## Required actions
(a) In the Streamline Health earnings call excerpt, what date did the second quarter of fiscal year 2018 end?
(b) Name every person mentioned in the Streamline Health earnings call excerpt, each with the title the excerpt gives them.
(c) Continue the Streamline Health earnings call excerpt from its last sentence.
--- Text block ---
Thank you for joining us to review the financial results of Streamline Health Solutions for the second quarter and first-half of fiscal year 2018, which ended July 31, 2018. As the conference call operator indicated, I’m David Sides, President and CEO of Streamline Health. Randy Salisbury, our Senior Vice President and Chief Marketing Officer, who usually begins our earnings call is on PTO this week. So I’m handling his duties today. Joining me on the call today is Tom Gibson, our new Senior Vice President and Chief Financial Officer.
At the conclusion of today’s prepared remarks, we’ll open the call for question-and-answer session. If anyone participating on today’s call does not have a full-text copy of our press release announcing these results, you can retrieve it from the company’s website at www.streamlinehealth.net or numerous financial websites.
Before we begin with prepared remarks, we want to be sure we are clear for everyone on the record of certain information, which may be provided today, as with all of our earnings calls, should be viewed. We therefore submit for the record the following statement.
First, statements made on this conference call that are not historical facts are considered to be forward-looking statements within the meaning of the Private Securities Litigation Reform Act of 1995. These are subject to risks, uncertainties, assumptions and other factors that could cause actual results to differ materially from those we may discuss.
Please refer to the company’s press releases and filings made with the U.S. Securities and Exchange Commission, including our most recent Form 10-K annual report for more information about these risks, uncertainties and assumptions and other factors.
--- Supplied information ---
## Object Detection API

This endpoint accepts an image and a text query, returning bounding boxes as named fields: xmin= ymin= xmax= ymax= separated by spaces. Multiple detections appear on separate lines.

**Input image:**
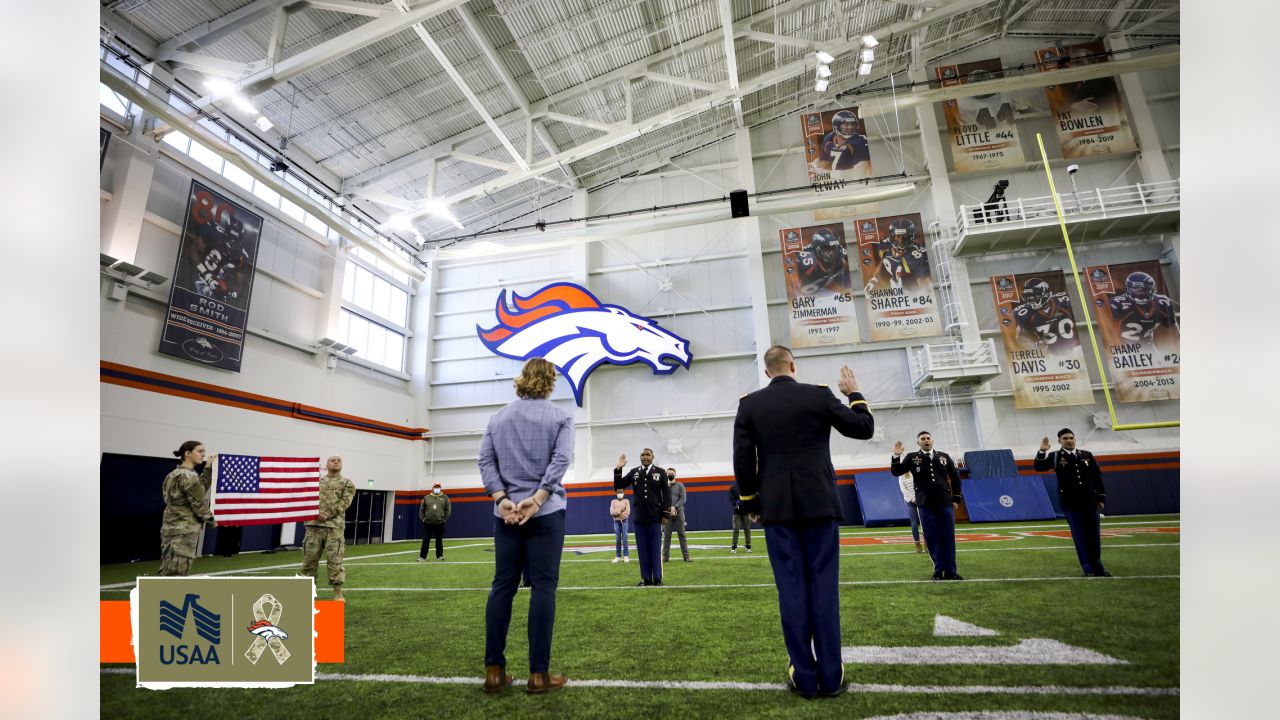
---
## Set of answers
(a) July 31, 2018

(b)
- David Sides: President and CEO
- Randy Salisbury: Senior Vice President and Chief Marketing Officer
- Tom Gibson: Senior Vice President and Chief Financial Officer

(c)
As always, we’re presenting management’s current analysis of these items as of today. Our participants on this call should take into account these risks when evaluating the topics we will discuss. Please note, Streamline Health is not undertaking any commitment or obligation to publicly revise any such forward-looking statements made today.
Second, we will discuss non-GAAP financial measures, such as adjusted EBITDA. Management uses these measures to help provide better insight into our financial performance. However, certain items of income and expense are not included in these measures, so these calculations may differ from those which another entity may reach using their own non-GAAP measures. To help you compare these amounts on consistent terms, please refer to our website at www.streamlinehealth.net and our earnings release for a reconciliation of such non-GAAP measures to the most comparable GAAP measures.
With that said, let me get on with my prepared remarks. First, I want to comment on our second quarter and first-half of fiscal year 2018 performance. Then, as usual, I want to look at our third quarter performance to date and comment on what we anticipate seeing for the remainder of our fiscal year.
Before I do, I want to say that I think our second quarter performance was particularly productive in many operational areas of our business, which we will touch upon this morning.
That said, with regard to our financial performance, as released yesterday afternoon, for the second quarter of fiscal 2018, we generated revenues of approximately $5.3 million, a decline sequentially from the first quarter of this fiscal year of approximately $1 million. The main driver of which was a large perpetual license contract with an existing client, which we discussed in our Q1 earnings call.
[Excluding] [ph] that perpetual revenue in Q1, which I will remind everyone as non-recurring revenue, our revenues were flat quarter-to-quarter and down approximately 12% as compared to the same period a year ago. The first six months of fiscal 2018, revenues were approximately $11.5 million, down about 3%, compared to approximately $11.8 million in the first six months of last year.
Recurring revenues were approximately 83% of total revenue for the second quarter, about the same as Q2 a year ago, but up substantially sequentially from the previous quarter, primarily due to the aforementioned perpetual revenue of $1.1 million in Q1 2018.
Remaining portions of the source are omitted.